*QUESTIONS TO ANSWER*.
1/ Quote the chronic-illness essay word for word, starting at the words "For me… it means" and ending after "but to UNDERSTAND.".
2/ Pick up the essay about living with chronic illness where it stops, and keep writing.

--- READING TEXT Enclosed Below ---

I was diagnosed with “forever” stuff just a couple months before my daughter was diagnosed (at 15) with epilepsy. I had made it far enough through my learning to cope with the idea that I had something that would impact my life for the rest of my life that I was able to REALLY be there for my daughter when she needed someone who understood. After having dealt with people doubting my actually having things wrong with me my whole life and wanting attention it means that I knew how she was feeling having people doubt her. Having found out that I’m not crazy and my body really is fighting itself, it meant that, when she started to complain about pain in her back and stomach and she would pale and throw up, I fought with doctors to find out what is wrong. It means that today she still copes with health issues but it also means that she has found the people who can help her.
It meant that I could recognize, in my son, the signs of sjogrens. I had a rheumatologist who would listen. She wasn’t as aggressive in treating him as i wish she had been, but she listened and didn’t say he was too young to be dealing with it. It means that he’s now fighting his fight and I can help him.
For me… it means I have slowed down. I have started to think more about my mortality and trying to take a little better care of myself. It means that I take the opportunity to have an adventure when an adventure presents itself. It means that I try very hard to make the memories while I can because you never know what will sneak up on you and impact your life. And I try very hard to help anyone I can to understand this. Not just understand but to UNDERSTAND.
It means that I think very hard about drinking a can of pop that I haven’t wiped off.
It means that every single time I push the elevator button (especially the buttons where EVERYONE goes… the first floor lobby… the cafeteria floor…) I stop and think and try to push the button with anything that I can that I can either disinfect later or that I will throw away when I get off the elevator.
It means that I think twice about buying a glass of lemonade from one of the kids down the street at their lemonade stand… I think twice… and then I buy it and drink it and make a big fuss anyway… because there are some things that are just worth the risk of an infection, and the looks on their faces and knowing that they will probably remember that they can succeed at lemonade stand are worth it.

--- End of Enclosed READING TEXT ---
--- DATASET EXCERPT Enclosed Below ---

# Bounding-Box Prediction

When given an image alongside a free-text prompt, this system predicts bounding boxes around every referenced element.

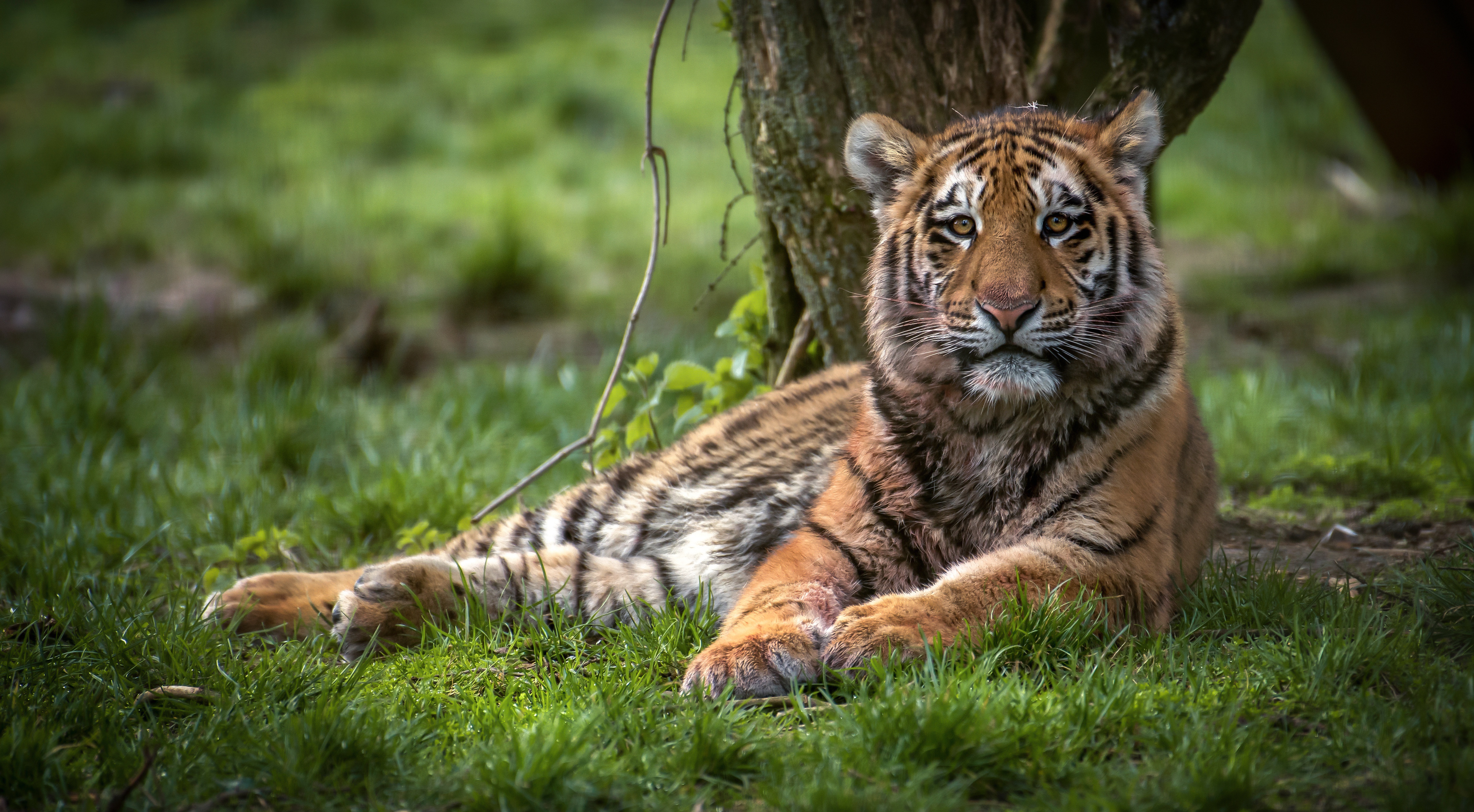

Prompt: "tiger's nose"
[979,299,1039,333]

--- End of Enclosed DATASET EXCERPT ---

*REPLIES*.
1/
For me… it means I have slowed down. I have started to think more about my mortality and trying to take a little better care of myself. It means that I take the opportunity to have an adventure when an adventure presents itself. It means that I try very hard to make the memories while I can because you never know what will sneak up on you and impact your life. And I try very hard to help anyone I can to understand this. Not just understand but to UNDERSTAND.

2/
It means that I wear fingerless gloves what seems like all the time.
It means that once a week I get a shot in my stomach and have a headache the next day and I get an infusion for 30 minutes once a month.
It means I have very thin hair because methotrexate has caused a significant amount of it to fall out (it’s a chemotherapy drug after all).
It means that I have to think before I do things. I take into account how much my hands are hurting (about a 7 this morning for some reason) before I pick out the cloths I’m going to wear for the day. I may have to put on a couple pairs of shoes before I find the pair that doesn’t make my feet hurt worse because they are floofier than normal. I carry pills and gel with me wherever I go so, if it gets bad, I can fight back.
it means I get tired far easier than I should and when I’m exhausted I hurt almost logarithmically more than when I’m not feeling tired and stressed.
It means I wash my hands about fifty times a day and I sing happy birthday in my head twice every time I wash my hands… and I invest an incredible amount of money on hand cream (and I get to enjoy the smell of hand cream seasonally!)
I have to think more about insurance benefits than I ever dreamed I would ever have to.
I treasure skype calls more than I ever dreamed possible.
I’m way less apt to tolerate bullshit. I don’t have the time or energy for passive aggressive garbage or for someone who has nothing better to do than to dump on me.
What does it mean to me? How has it affected my life? It means that I have a whole new normal. I’ve learned to treasure people far more than things. I’ve learned to be gentle with myself whenever I can. I’ve learned to use my phone as a computer and a camera so I don’t have to carry any more than absolutely necessary (good thing it is about ten times more powerful and versatile than my first computer was) and I am drooling over the Samsung Note 4… I really REALLY wish I were closer to my upgrade date for my phone… I rely so much on technology every day… I become fixated on it.
How has it changed my life. Some for the better… some not so much. But it is certainly nothing like it was before.